**EXTRAIT DU DOCUMENT**.

25 août 2012

Le monde de Vitriol


Je ne sais pas si c’est l’interminable silence de l’attente d’autrui ou le large miroir devant moi qui m’intimident le plus. Pourtant, je suis bien ici, j’ai toujours été bien sans vraiment savoir pourquoi. Le silence fut brimé quelques secondes par le bruit des assiettes qu’on empilent. Mélancolique sonorité qui me berce dans le silence. Elle traverse les murs et la ventilation, jusqu’à moi et mon reflet; elle me donne envie de rêver. Je joue avec ma cuillère dans ma soupe tiède prenant peu a peu conscience de ce qui m’entoure. Il n’y a ici, que ma réflexion, mais non loin de nous, certains commencent a vivre, tout comme moi il y a vingt ans alors que d’autre terminent leurs périples. Je suis dans un cocon muet, alors qu’à quelques pas de moi, on se transmet la vie. On meurt afin de permettre à un autre de naître.

**CONSIGNES DE L'EXERCICE**.
1 > Dans l'extrait « Le monde de Vitriol », avec quel objet la personne qui dit « je » joue-t-elle dans sa soupe tiède ?
2 > Restituez mot pour mot le passage de l'extrait « Le monde de Vitriol » qui va de « 25 août 2012 » jusqu'à « autre de naître. » inclus.

**EXTRAITS DES DONNÉES**.
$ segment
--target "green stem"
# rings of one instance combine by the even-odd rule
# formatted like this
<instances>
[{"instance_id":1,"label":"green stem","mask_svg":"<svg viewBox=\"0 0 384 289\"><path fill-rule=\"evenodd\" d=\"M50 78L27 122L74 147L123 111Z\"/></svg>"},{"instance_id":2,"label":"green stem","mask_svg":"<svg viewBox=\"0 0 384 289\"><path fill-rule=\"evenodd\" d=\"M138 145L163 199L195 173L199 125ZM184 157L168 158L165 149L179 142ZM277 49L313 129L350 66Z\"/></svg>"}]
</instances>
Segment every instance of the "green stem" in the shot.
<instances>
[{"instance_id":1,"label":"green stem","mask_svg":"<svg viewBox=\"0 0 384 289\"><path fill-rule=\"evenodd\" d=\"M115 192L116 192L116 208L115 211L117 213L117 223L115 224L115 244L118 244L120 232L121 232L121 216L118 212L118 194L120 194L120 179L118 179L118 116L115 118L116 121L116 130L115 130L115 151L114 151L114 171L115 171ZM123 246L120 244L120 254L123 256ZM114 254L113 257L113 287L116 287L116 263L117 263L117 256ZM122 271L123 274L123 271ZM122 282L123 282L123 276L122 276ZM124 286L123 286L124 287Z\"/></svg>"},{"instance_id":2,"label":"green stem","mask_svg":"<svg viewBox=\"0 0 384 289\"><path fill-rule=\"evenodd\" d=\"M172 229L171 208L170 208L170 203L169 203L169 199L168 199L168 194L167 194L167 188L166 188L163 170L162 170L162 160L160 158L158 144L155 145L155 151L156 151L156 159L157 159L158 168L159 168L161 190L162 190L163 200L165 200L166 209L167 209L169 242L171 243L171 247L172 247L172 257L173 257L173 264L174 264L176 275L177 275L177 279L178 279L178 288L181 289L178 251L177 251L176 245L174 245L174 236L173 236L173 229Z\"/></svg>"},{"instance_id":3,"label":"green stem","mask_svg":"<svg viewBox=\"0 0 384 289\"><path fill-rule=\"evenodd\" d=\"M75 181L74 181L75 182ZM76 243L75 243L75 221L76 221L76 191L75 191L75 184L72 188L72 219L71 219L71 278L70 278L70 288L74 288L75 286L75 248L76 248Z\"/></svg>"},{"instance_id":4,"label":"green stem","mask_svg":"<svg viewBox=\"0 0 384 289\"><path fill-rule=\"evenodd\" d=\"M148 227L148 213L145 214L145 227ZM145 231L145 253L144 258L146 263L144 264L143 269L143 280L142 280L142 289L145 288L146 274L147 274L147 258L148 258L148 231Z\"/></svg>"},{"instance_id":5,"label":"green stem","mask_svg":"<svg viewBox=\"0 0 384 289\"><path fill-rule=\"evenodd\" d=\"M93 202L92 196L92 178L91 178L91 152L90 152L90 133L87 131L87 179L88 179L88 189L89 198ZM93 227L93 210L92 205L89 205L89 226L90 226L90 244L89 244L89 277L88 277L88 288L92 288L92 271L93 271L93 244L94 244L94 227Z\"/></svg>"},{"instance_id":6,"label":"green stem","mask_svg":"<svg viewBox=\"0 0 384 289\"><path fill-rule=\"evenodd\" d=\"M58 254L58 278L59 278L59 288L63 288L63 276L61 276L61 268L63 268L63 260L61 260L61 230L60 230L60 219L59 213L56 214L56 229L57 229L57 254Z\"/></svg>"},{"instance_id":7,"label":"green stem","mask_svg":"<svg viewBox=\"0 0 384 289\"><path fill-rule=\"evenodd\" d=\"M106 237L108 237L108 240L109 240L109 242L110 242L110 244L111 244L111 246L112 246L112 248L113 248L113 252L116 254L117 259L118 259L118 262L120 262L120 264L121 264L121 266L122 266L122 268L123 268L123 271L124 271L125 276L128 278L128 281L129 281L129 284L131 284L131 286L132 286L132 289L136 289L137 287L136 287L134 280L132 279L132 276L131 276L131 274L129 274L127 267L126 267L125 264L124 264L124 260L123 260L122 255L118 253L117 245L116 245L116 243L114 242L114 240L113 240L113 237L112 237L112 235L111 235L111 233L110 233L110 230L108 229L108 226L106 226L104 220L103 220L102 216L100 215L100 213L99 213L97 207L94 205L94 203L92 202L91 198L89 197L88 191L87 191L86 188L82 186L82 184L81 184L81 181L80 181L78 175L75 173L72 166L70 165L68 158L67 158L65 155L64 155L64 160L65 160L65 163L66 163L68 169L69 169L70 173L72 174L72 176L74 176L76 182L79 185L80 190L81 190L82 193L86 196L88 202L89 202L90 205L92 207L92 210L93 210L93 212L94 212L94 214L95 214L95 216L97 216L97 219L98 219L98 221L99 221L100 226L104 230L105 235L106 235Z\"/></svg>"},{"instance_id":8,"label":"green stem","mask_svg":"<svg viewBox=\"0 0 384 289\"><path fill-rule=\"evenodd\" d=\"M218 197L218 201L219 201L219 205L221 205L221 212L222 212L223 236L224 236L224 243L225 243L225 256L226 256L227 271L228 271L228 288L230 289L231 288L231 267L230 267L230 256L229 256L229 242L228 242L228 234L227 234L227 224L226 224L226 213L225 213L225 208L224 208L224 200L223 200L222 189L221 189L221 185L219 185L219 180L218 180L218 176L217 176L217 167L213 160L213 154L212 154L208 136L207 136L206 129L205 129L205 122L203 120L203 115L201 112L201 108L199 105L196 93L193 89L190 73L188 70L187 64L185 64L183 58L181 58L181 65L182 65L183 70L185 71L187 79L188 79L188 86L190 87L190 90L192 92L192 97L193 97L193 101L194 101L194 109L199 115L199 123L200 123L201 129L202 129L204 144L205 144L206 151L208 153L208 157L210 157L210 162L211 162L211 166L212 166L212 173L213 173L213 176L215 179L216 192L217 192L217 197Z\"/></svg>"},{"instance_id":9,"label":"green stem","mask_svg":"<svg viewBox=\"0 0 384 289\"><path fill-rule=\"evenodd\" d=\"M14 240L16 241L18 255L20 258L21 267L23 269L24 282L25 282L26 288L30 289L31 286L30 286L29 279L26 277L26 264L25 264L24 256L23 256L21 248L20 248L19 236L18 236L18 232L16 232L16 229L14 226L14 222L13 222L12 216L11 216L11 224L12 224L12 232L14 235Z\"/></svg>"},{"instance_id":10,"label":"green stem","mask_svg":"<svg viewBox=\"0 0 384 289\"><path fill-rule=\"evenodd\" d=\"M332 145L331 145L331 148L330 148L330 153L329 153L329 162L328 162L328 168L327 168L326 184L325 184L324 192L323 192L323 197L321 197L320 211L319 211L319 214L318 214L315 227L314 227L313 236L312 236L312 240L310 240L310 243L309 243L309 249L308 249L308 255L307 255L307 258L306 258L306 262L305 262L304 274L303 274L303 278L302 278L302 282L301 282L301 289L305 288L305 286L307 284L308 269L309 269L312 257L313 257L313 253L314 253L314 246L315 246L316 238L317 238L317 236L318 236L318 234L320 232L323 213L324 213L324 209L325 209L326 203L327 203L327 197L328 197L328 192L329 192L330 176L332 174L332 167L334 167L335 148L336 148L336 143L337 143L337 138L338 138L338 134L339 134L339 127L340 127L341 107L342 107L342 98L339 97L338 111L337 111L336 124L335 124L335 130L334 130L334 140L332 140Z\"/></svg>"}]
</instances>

**RÉPONSES AUX PROBLÈMES**.
1 > Avec sa cuillère.

2 >
25 août 2012

Le monde de Vitriol


Je ne sais pas si c’est l’interminable silence de l’attente d’autrui ou le large miroir devant moi qui m’intimident le plus. Pourtant, je suis bien ici, j’ai toujours été bien sans vraiment savoir pourquoi. Le silence fut brimé quelques secondes par le bruit des assiettes qu’on empilent. Mélancolique sonorité qui me berce dans le silence. Elle traverse les murs et la ventilation, jusqu’à moi et mon reflet; elle me donne envie de rêver. Je joue avec ma cuillère dans ma soupe tiède prenant peu a peu conscience de ce qui m’entoure. Il n’y a ici, que ma réflexion, mais non loin de nous, certains commencent a vivre, tout comme moi il y a vingt ans alors que d’autre terminent leurs périples. Je suis dans un cocon muet, alors qu’à quelques pas de moi, on se transmet la vie. On meurt afin de permettre à un autre de naître.